• [THINGS TO DO]
1. List every four-digit year that appears in the note on Ottoman aviation.
2. In the note on Ottoman aviation, which chapter of Nikolajsen's work is the commentary drawn from?
3. Please carry the note on Ottoman aviation forward from its last sentence.

== READING TEXT

The following sections about the history of the Ottoman-German Airforce in the Sinai and Palestin has been obtained from the self published work by Ole Nikolajsen called Ottoman Aviation 1911 - 1919. The commentary in this thread is derived specifically from Chapter 8 of that work called: Pasha and Yildirim, the Palestine Front, 1915 to 1918. The text has been edited to remove errors and adjust the language to make it readable for an English speaking audience.
Ole Nikolajsen, Ottoman Aviation 1911 – 1919.
Chapter 8, Pasha and Yildirim, the Palestine Front, 1915 to 1918
Note regarding the text provided by Ole Nikolajsen.
In its original format, Nikolajsen is difficult to read. This is because the author has written in English, a language he understands well but his turn of phrase is at times more in keeping with his native tongue than English.
In addition to a language issue, there is also some historical commentary that needs to be taken with caution. When Nikolajsen strays from his core subject, the quality deteriorates drastically.
One example is found on p. 177 where the original text states:
"After stubborn fighting the oasis was taken on the 17th of August but at this crucial time a British encouraged Arab uprising took place. Most of the Arab regiments constituting the main force of the Turkish column defected to the British side."

====
== MATERIAL SHOWN

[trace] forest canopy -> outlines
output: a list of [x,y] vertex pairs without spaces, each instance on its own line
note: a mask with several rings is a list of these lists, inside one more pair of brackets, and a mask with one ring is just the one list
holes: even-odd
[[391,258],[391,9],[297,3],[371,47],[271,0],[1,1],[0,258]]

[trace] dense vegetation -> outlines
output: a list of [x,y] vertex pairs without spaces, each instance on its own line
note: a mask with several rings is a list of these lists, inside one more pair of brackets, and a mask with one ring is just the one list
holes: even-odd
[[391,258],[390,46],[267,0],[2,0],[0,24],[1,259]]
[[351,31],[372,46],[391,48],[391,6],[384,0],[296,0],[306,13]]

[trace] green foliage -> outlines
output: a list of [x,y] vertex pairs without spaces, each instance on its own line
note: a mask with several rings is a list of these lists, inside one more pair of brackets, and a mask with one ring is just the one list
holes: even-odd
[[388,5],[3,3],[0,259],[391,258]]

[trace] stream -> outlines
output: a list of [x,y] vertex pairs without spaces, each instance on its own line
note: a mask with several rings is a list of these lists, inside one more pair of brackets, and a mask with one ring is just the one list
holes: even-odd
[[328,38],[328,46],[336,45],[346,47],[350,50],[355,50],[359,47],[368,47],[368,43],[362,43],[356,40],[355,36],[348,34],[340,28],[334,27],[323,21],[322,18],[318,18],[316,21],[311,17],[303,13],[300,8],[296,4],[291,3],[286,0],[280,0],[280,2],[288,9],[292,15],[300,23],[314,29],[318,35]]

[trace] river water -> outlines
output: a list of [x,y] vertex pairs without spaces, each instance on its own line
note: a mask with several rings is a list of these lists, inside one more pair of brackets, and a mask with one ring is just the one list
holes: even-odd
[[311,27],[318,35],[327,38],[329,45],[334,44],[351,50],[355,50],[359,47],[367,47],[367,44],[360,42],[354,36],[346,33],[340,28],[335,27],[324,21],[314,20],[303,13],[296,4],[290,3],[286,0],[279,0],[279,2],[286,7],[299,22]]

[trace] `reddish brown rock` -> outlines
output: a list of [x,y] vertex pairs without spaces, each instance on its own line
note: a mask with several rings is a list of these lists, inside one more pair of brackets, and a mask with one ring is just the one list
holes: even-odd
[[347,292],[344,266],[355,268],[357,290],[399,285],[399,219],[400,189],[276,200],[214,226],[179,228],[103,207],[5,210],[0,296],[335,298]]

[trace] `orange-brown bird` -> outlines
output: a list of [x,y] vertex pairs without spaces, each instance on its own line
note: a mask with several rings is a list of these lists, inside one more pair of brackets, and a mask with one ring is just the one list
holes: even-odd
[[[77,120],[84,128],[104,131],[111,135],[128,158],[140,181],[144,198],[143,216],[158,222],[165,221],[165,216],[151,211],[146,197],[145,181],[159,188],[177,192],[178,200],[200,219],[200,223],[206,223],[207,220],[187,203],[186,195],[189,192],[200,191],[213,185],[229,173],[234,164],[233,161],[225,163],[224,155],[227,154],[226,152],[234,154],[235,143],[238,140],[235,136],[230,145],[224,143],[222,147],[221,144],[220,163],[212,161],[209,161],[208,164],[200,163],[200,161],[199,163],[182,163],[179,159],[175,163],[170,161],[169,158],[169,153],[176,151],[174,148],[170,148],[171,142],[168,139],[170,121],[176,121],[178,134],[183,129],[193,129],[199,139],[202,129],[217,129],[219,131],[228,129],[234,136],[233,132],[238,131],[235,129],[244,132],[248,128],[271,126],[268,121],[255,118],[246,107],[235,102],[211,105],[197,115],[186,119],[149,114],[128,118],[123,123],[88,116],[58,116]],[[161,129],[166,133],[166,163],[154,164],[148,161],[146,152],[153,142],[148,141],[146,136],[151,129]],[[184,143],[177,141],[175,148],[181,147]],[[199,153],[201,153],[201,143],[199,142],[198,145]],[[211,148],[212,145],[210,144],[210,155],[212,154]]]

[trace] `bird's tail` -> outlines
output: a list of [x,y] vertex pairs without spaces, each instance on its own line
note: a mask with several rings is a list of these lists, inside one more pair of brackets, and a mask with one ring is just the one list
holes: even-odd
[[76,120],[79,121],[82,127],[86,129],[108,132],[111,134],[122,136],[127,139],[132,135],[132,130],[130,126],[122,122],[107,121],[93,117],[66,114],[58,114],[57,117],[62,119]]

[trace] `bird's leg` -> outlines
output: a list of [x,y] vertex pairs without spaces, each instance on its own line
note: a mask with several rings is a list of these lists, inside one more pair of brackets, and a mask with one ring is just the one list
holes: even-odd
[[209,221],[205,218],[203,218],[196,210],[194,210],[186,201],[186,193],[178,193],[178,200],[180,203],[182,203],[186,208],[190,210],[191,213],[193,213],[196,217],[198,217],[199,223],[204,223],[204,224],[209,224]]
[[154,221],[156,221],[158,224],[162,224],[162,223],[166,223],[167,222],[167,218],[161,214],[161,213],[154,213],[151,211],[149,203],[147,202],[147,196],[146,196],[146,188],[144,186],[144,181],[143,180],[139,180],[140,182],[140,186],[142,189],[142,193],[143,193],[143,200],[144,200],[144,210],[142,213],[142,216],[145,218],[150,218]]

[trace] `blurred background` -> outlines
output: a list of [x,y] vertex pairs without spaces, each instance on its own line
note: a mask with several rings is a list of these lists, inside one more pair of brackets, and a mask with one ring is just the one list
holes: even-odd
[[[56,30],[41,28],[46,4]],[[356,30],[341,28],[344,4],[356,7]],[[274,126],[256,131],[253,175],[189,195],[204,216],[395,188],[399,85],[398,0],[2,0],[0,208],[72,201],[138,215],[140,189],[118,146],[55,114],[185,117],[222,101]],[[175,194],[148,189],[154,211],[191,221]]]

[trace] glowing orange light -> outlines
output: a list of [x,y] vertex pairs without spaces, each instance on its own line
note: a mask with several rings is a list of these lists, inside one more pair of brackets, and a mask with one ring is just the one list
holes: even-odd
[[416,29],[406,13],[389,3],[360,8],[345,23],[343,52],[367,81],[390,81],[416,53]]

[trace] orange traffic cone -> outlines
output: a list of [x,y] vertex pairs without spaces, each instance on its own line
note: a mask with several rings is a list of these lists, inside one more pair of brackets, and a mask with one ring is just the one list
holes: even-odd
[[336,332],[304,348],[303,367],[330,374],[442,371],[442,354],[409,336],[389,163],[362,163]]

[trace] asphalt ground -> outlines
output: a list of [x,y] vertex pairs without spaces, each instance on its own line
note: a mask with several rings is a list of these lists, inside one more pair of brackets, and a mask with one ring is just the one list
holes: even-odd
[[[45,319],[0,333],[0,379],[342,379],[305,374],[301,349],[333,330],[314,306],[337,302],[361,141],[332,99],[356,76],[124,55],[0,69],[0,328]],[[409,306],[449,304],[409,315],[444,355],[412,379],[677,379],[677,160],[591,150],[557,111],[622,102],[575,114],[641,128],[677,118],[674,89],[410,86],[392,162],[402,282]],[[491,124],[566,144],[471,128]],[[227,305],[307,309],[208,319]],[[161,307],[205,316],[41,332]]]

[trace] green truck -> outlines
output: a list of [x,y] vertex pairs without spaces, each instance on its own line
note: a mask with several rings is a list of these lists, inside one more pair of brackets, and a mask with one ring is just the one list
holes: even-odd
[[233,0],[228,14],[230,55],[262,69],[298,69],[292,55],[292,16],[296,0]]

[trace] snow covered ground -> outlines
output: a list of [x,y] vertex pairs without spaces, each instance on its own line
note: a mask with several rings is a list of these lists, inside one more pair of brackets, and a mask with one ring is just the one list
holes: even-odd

====

• [OUTPUTS FOR THE TASKS]
1. 1911, 1915, 1918, 1919

2. Chapter 8, "Pasha and Yildirim, the Palestine Front, 1915 to 1918."

3.
My note follows with a qualifier:
[Editor’s note: This paragraph has been left as it was in the original manuscript. The Battle of Romani was fought from 4-6 August while the Battle of Bir el Abd occurred on 9 August after which the Canal invasion force retreated back to El Arish leaving a rear guard at Bir el Mazar.]
I did not pass comment on the note regarding the defection of the Arab Regiments. As a judgement it is most unfair. Members of the Arab Regiments within the Ottoman army fought well as a rule and died in great numbers for a cause in which they had little sympathy under Anatolian officers who despised them. At Romani, this judgement is not supported by the facts. However, the transcription of the book is not the place to debate that point. It is for another place altogether.
Again, Nikolajsen records two Pfalz's being downed on 24 August 1918 but I have credible eye witness accounts that say 30 August.
For the reader, caution is advised in accepting certain historical parts of the commentary without further study.
Ole Nikolajsen's "Ottoman Aviation 1911 - 1919" is self published. I am informed that the text was examined by a native English speaking journalist. The level of error within the text indicates that the editor possibly was a poor choice.
The information contained in it regarding the German and Ottoman issues is priceless as Ole Nikolajsen has undertaken much work with the Turkish scholar Bülent Yilmazer. While the current text is solely the work of Nikolajsen, the influence of Yilmazer is strong throughout the content.
To present Ole Nikolajsen's work in the best possible light, I have edited the text so that it reads reasonably well for a native English audience without altering the primary text too much. The balancing act is difficult as the temptation is to redraft whole swathes of paragraphs. However, I have avoided that for the sake of minimalist editing.
In spite of these qualifications, Nikolajsen's work is original and ground breaking and thus should be seriously studied by students of this arena of the Great War conflict. The presentation of this valuable work is done in an effort to ensure Nikolajsen is rightly acknowledged for his scholarship, labour in presenting such a body of knowledge and generosity of spirit to make it available.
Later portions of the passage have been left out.